§ **REQUIREMENTS**
The data must be returned in full and exactly as given.

[Location labeling records]
···

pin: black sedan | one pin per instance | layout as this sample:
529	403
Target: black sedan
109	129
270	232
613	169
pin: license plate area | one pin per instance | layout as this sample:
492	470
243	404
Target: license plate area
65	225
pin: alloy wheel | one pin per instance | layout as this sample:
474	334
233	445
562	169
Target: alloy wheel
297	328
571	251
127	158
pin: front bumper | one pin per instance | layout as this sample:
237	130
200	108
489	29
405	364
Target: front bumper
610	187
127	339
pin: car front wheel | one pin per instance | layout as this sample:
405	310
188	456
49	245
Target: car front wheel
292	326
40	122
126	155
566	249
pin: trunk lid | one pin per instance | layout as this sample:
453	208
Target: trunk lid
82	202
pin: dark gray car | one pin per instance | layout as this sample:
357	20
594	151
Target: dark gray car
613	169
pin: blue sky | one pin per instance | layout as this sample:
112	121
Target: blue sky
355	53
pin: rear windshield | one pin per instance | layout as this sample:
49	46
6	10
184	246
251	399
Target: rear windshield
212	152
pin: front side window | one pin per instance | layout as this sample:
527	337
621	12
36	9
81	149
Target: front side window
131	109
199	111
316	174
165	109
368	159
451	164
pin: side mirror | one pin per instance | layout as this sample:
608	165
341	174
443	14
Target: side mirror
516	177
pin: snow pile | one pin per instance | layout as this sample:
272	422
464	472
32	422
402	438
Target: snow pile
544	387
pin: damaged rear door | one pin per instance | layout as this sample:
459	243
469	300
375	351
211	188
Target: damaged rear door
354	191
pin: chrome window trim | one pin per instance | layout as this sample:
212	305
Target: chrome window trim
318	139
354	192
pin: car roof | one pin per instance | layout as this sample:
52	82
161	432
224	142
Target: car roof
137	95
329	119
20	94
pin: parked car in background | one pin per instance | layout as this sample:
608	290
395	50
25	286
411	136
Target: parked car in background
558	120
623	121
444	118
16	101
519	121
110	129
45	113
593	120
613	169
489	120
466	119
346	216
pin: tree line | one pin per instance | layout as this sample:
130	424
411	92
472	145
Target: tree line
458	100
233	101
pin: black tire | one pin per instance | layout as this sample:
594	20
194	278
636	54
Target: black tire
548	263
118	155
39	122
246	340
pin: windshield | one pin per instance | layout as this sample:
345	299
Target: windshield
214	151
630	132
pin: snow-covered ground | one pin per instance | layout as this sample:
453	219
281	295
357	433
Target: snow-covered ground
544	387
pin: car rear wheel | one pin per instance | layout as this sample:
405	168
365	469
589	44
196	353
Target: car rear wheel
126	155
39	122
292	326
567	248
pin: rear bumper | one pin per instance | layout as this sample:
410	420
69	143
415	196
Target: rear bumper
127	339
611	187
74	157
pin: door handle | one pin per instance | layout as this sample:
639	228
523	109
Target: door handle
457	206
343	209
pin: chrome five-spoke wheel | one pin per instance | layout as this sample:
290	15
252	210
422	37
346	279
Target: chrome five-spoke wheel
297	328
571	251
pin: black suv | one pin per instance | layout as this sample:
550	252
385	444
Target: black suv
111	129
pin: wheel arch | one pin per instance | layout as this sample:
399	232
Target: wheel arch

···

§ **TASK OUTPUT**
pin: black sedan | one pin per instance | layout as this sample:
529	403
Target: black sedan
109	129
270	232
613	169
pin: license plate area | one pin per instance | layout as this sample:
492	470
243	404
Target: license plate area
65	225
pin: alloy wheel | one pin per instance | layout as this sample:
474	334
233	445
562	169
Target: alloy wheel
297	328
571	251
127	158
pin: front bumper | one pin per instance | layout as this sample:
237	130
200	108
489	29
405	364
Target: front bumper
610	187
127	339
pin: car front wheel | one pin per instance | layout as this sample:
405	310
188	456
49	245
Target: car front wheel
292	326
40	122
126	155
566	249
pin: trunk lid | one pin per instance | layout as this sample:
453	208
Target: trunk lid
82	202
pin: dark gray car | one pin per instance | layout as this sample:
357	20
594	151
Target: dark gray car
613	169
pin: blue sky | one pin per instance | layout as this sample:
112	121
Target: blue sky
355	53
pin: rear windshield | one pin per instance | layout as this sample:
49	46
6	10
184	246
251	399
Target: rear windshield
212	152
pin: front side window | one pin per instance | layout as this sample:
527	337
621	12
36	9
81	149
Target: front side window
131	109
199	111
316	174
165	109
368	159
451	164
pin: side mirror | one pin per instance | layout as this sample:
608	165
341	174
443	14
Target: side mirror
516	177
pin: snow pile | one pin per instance | layout as this sample:
272	422
464	472
32	422
402	438
Target: snow pile
544	387
pin: damaged rear door | one pin per instance | layout as this sample:
459	243
469	300
375	351
211	188
Target: damaged rear door
354	191
pin: chrome window trim | one pin per instance | layout as this sample:
212	305
Target: chrome window trim
318	139
354	192
pin: car roof | one pin per instance | layout as this sample:
52	82
161	432
224	142
Target: car roof
137	95
329	119
20	94
pin: parked car in background | one pin per instance | layout as this sample:
608	290
395	50
25	286
411	136
Target: parked car in background
558	120
623	121
444	118
16	101
519	121
110	129
45	113
593	120
613	169
489	120
466	119
346	216
pin: tree line | one pin per instance | layout as this sample:
130	424
411	92
472	145
Target: tree line
458	100
233	101
pin: black tire | one pin per instance | layout as this sample:
594	20
194	278
636	54
Target: black tire
548	263
118	155
39	122
246	340
pin: windshield | one pin per instance | layout as this sample:
345	299
Target: windshield
214	151
630	132
pin: snow-covered ground | one pin per instance | layout as this sample:
453	219
281	295
357	433
Target: snow-covered ground
544	387
pin: car rear wheel | one pin per instance | layout as this sample:
405	168
365	469
589	44
196	353
Target: car rear wheel
126	155
39	122
292	326
567	248
pin: rear bumper | one pin per instance | layout as this sample:
410	420
69	143
415	196
Target: rear bumper
127	339
611	187
74	157
pin: door handle | one pin per instance | layout as this sample:
639	228
523	109
Target: door handle
457	206
343	209
pin: chrome five-spoke wheel | one pin per instance | layout as this sample:
290	15
252	210
422	37
346	279
Target: chrome five-spoke wheel
297	328
571	251
pin: black suv | one pin per instance | layout as this sample:
550	252
385	444
Target: black suv
111	129
pin: wheel arch | one pin per instance | layout as this sample:
399	232
Target: wheel arch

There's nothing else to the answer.